Material provided ::
•••
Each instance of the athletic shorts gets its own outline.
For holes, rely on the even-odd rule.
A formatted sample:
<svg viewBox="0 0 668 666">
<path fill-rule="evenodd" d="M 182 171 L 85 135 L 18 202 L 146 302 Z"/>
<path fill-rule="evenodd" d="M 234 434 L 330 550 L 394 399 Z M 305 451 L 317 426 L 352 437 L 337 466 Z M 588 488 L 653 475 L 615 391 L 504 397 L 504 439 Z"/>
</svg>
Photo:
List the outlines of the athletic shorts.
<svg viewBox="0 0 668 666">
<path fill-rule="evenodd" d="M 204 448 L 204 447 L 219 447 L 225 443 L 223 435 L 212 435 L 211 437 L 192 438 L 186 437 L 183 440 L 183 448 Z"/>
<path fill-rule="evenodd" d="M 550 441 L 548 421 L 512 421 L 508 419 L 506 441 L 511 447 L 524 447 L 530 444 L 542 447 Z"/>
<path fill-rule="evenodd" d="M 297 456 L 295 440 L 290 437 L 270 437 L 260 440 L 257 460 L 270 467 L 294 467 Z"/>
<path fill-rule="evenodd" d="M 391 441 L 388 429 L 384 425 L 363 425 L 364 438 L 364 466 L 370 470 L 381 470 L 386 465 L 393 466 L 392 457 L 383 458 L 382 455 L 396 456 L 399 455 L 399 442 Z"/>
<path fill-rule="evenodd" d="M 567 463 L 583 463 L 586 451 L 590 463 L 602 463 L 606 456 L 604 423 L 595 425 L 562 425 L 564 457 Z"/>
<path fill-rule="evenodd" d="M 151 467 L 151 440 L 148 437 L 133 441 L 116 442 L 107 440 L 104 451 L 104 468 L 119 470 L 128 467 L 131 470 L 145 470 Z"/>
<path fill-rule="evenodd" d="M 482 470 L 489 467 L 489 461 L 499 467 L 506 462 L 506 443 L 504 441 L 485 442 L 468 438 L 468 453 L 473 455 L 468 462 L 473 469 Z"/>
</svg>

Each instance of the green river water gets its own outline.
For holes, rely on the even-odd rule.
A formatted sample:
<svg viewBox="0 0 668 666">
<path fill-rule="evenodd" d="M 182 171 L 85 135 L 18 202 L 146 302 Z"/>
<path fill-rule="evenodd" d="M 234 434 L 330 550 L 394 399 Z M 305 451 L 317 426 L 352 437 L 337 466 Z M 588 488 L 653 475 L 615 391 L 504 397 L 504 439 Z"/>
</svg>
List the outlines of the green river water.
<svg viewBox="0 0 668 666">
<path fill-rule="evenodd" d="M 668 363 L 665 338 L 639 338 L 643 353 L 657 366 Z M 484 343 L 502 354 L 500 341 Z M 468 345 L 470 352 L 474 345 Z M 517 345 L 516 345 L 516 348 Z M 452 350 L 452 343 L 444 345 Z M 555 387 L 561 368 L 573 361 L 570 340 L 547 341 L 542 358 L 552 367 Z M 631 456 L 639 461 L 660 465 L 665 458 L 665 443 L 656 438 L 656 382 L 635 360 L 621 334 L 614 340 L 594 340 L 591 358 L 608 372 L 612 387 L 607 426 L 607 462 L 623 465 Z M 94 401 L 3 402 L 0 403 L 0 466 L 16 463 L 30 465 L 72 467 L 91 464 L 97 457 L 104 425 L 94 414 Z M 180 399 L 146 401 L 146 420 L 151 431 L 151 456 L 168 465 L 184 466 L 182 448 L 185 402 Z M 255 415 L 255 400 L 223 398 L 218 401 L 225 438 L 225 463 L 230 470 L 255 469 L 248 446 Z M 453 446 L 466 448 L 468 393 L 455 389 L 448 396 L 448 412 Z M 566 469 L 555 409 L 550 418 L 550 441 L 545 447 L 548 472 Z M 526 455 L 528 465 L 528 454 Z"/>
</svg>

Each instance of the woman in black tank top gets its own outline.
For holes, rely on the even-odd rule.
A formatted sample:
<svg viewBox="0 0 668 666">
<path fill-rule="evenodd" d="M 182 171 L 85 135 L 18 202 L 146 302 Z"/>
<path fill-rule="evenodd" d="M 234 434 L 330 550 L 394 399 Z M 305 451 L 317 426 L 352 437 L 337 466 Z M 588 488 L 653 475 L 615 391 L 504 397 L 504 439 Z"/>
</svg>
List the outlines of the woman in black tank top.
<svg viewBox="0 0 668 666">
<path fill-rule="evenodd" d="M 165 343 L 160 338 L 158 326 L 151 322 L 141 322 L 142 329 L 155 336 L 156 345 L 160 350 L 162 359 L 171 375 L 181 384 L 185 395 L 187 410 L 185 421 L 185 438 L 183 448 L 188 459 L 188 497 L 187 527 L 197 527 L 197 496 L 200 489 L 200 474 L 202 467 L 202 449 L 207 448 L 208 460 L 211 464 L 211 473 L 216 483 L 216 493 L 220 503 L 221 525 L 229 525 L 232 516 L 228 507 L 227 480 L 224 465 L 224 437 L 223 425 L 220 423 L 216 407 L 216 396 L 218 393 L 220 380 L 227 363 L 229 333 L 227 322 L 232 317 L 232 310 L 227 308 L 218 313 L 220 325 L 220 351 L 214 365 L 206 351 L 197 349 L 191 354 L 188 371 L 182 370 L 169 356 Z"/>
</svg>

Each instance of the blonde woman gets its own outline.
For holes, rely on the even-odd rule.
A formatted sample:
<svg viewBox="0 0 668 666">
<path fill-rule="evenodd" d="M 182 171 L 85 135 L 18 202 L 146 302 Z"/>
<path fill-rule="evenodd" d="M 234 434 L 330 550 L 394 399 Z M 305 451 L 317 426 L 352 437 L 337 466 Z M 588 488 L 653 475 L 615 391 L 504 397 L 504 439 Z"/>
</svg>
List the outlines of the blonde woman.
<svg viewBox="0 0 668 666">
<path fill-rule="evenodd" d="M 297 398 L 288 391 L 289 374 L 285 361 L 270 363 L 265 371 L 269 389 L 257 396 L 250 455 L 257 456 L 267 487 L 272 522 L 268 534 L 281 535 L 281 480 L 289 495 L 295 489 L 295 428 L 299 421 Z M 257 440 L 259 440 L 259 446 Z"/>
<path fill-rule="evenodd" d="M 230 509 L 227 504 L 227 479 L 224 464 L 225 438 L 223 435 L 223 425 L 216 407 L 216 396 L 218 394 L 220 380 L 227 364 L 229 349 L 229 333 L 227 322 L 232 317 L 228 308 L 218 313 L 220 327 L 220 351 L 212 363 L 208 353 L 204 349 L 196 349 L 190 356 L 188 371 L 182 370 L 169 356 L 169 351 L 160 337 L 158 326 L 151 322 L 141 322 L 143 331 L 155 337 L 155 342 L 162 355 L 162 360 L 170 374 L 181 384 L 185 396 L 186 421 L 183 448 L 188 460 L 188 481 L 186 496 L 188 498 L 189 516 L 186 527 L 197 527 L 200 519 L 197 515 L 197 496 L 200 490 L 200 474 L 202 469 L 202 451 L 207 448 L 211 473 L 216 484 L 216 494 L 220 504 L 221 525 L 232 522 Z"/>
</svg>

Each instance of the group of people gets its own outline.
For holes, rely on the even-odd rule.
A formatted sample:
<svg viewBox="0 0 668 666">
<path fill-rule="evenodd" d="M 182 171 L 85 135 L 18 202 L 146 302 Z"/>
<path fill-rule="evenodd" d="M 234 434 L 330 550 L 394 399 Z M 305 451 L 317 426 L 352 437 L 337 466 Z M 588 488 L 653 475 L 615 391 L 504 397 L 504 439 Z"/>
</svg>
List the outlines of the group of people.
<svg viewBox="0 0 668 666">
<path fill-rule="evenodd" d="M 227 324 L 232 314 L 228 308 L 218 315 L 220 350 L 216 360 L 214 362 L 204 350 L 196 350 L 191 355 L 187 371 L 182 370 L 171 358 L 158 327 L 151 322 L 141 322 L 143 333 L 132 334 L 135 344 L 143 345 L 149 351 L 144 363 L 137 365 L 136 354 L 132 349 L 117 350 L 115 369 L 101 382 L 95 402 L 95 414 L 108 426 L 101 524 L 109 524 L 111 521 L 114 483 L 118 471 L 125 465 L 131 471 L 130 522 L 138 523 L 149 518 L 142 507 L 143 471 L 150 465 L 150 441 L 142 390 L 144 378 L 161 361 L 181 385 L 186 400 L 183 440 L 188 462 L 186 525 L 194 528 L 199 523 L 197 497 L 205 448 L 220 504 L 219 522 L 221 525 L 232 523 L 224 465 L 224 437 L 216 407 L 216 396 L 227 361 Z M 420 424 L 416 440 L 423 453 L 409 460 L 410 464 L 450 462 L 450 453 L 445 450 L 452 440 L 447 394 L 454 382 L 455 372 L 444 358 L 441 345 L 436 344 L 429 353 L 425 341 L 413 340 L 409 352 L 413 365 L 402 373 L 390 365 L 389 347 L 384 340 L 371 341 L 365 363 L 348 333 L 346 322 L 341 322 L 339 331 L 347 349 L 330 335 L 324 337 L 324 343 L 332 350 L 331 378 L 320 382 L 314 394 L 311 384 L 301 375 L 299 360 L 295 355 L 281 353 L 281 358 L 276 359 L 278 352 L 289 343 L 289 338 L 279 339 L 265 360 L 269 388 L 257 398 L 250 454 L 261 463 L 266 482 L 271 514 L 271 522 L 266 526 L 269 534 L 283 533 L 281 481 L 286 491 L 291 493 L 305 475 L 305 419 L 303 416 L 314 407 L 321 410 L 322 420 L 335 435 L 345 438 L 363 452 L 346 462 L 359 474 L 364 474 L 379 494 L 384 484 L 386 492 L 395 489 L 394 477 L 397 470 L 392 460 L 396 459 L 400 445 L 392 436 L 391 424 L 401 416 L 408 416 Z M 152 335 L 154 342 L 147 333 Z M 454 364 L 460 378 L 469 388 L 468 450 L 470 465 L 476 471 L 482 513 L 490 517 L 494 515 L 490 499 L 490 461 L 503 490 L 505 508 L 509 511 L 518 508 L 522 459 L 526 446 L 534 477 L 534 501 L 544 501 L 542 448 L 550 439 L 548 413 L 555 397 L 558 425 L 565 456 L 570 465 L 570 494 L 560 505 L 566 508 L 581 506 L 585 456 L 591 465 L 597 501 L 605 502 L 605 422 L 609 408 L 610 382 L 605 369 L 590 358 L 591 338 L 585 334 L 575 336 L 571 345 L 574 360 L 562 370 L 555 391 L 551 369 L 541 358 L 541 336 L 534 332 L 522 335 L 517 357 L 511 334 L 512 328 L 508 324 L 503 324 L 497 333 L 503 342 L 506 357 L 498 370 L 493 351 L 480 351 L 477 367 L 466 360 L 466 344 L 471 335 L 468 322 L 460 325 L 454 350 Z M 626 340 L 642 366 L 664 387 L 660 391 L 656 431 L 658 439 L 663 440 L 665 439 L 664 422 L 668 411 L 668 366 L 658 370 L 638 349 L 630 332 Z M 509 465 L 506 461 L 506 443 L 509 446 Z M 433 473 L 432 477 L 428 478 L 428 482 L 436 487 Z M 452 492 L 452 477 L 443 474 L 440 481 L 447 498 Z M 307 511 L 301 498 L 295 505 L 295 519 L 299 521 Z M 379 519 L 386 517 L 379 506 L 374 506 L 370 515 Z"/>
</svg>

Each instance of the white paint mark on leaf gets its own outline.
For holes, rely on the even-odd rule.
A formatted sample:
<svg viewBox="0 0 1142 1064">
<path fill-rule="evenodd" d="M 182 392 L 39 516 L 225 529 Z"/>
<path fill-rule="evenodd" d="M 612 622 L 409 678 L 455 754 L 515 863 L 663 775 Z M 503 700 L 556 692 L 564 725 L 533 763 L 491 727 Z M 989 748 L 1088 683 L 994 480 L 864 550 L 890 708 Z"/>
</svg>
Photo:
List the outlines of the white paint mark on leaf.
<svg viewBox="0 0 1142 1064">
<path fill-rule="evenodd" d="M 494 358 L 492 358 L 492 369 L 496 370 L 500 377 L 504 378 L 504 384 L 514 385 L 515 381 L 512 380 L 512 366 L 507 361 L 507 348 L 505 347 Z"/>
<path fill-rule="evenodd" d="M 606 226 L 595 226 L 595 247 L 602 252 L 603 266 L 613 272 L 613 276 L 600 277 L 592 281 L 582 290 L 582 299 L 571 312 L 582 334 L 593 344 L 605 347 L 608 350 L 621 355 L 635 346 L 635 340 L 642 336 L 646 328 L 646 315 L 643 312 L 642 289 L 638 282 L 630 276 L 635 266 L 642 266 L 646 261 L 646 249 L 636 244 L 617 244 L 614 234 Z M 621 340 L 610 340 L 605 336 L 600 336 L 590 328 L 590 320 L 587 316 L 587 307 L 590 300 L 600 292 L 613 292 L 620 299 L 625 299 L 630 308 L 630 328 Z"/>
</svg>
•••
Locate each line in the records above that contains the word "instance", and copy every such line in full.

Each instance of the athletic shorts gets its own outline.
Each instance of the green river water gets its own outline.
Each instance of the woman in black tank top gets its own outline.
Each instance of the blonde woman gets its own outline.
Each instance of the group of people gets its own outline.
Each instance of the white paint mark on leaf gets its own outline.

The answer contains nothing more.